● **Task set**
(1) In the article on medical AI shortcuts, which journal published the University of Washington team's paper?
(2) Pick up the article on medical AI shortcuts in COVID-19 detection right after its final sentence, and continue it.

May 31, 2021

Medical AI models rely on 'shortcuts' that could lead to misdiagnosis of COVID-19

Artificial intelligence promises to be a powerful tool for improving the speed and accuracy of medical decision-making to improve patient outcomes. From diagnosing disease, to personalizing treatment, to predicting complications from surgery, AI could become as integral to patient care in the future as imaging and laboratory tests are today.

But as University of Washington researchers discovered, AI models—like humans—have a tendency to look for shortcuts. In the case of AI-assisted disease detection, these shortcuts could lead to diagnostic errors if deployed in clinical settings.

In a new paper published May 31 in Nature Machine Intelligence, UW researchers examined multiple models recently put forward as potential tools for accurately detecting COVID-19 from chest radiography, otherwise known as chest X-rays. The team found that, rather than learning genuine medical pathology, these models rely instead on shortcut learning to draw spurious associations between medically irrelevant factors and disease status. Here, the models ignored clinically significant indicators and relied instead on characteristics such as text markers or patient positioning that were specific to each dataset to predict whether someone had COVID-19.

"A physician would generally expect a finding of COVID-19 from an X-ray to be based on specific patterns in the image that reflect disease processes," said co-lead author Alex DeGrave, who is pursuing his doctorate in the Paul G. Allen School of Computer Science & Engineering and a medical degree as part of the UW's Medical Scientist Training Program. "But rather than relying on those patterns, a system using shortcut learning might, for example, judge that someone is elderly and thus infer that they are more likely to have the disease because it is more common in older patients. The shortcut is not wrong per se, but the association is unexpected and not transparent. And that could lead to an inappropriate diagnosis."

Shortcut learning is less robust than genuine medical pathology and usually means the model will not generalize well outside of the original setting, the team said.

"A model that relies on shortcuts will often only work in the hospital in which it was developed, so when you take the system to a new hospital, it fails—and that failure can point doctors toward the wrong diagnosis and improper treatment," DeGrave said.

Combine that lack of robustness with the typical opacity of AI decision-making, and such a tool could go from a potential life-saver to a liability.

The lack of transparency is one of the factors that led the team to focus on explainable AI techniques for medicine and science. Most AI is regarded as a "black box"—the model is trained on massive datasets and it spits out predictions without anyone knowing precisely how the model came up with a given result. With explainable AI, researchers and practitioners are able to understand, in detail, how various inputs and their weights contributed to a model's output.

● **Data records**
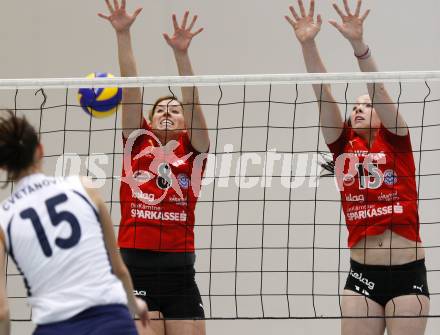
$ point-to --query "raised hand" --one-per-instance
(352, 24)
(182, 36)
(305, 26)
(119, 18)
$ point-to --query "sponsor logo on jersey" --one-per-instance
(420, 288)
(155, 215)
(364, 280)
(140, 293)
(142, 175)
(388, 196)
(398, 208)
(375, 212)
(389, 177)
(355, 198)
(183, 180)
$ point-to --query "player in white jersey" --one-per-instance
(60, 235)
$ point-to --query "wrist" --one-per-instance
(359, 47)
(123, 33)
(180, 53)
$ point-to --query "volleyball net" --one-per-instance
(270, 234)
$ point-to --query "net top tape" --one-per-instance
(216, 80)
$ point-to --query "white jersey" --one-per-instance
(53, 233)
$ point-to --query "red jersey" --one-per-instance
(158, 193)
(377, 184)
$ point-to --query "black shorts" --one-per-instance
(172, 290)
(381, 283)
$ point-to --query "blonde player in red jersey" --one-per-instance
(164, 159)
(379, 197)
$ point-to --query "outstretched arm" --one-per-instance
(193, 114)
(136, 305)
(131, 97)
(351, 28)
(306, 29)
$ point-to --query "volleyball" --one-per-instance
(100, 102)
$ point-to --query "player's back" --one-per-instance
(53, 233)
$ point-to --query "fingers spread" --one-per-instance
(197, 32)
(319, 20)
(109, 6)
(185, 19)
(167, 38)
(193, 21)
(338, 10)
(358, 8)
(347, 8)
(291, 22)
(175, 25)
(294, 13)
(104, 16)
(116, 4)
(136, 12)
(365, 15)
(312, 8)
(301, 8)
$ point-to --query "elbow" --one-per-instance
(121, 272)
(4, 313)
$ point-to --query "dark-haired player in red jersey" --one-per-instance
(163, 163)
(376, 176)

● **Answers to the exercises**
(1) Nature Machine Intelligence.

(2)
The team used these same techniques to evaluate the trustworthiness of models recently touted for appearing to accurately identify cases of COVID-19 from chest X-rays. Despite a number of published papers heralding the results, the researchers suspected that something else may have been happening inside the black box that led to the models' predictions.

Specifically, the team reasoned that these models would be prone to a condition known as "worst-case confounding," owing to the lack of training data available for such a new disease. This scenario increased the likelihood that the models would rely on shortcuts rather than learning the underlying pathology of the disease from the training data.

"Worst-case confounding is what allows an AI system to just learn to recognize datasets instead of learning any true disease pathology," said co-lead author Joseph Janizek, who is also a doctoral student in the Allen School and earning a medical degree at the UW. "It's what happens when all of the COVID-19 positive cases come from a single dataset while all of the negative cases are in another. And while researchers have come up with techniques to mitigate associations like this in cases where those associations are less severe, these techniques don't work in situations where you have a perfect association between an outcome such as COVID-19 status and a factor like the data source."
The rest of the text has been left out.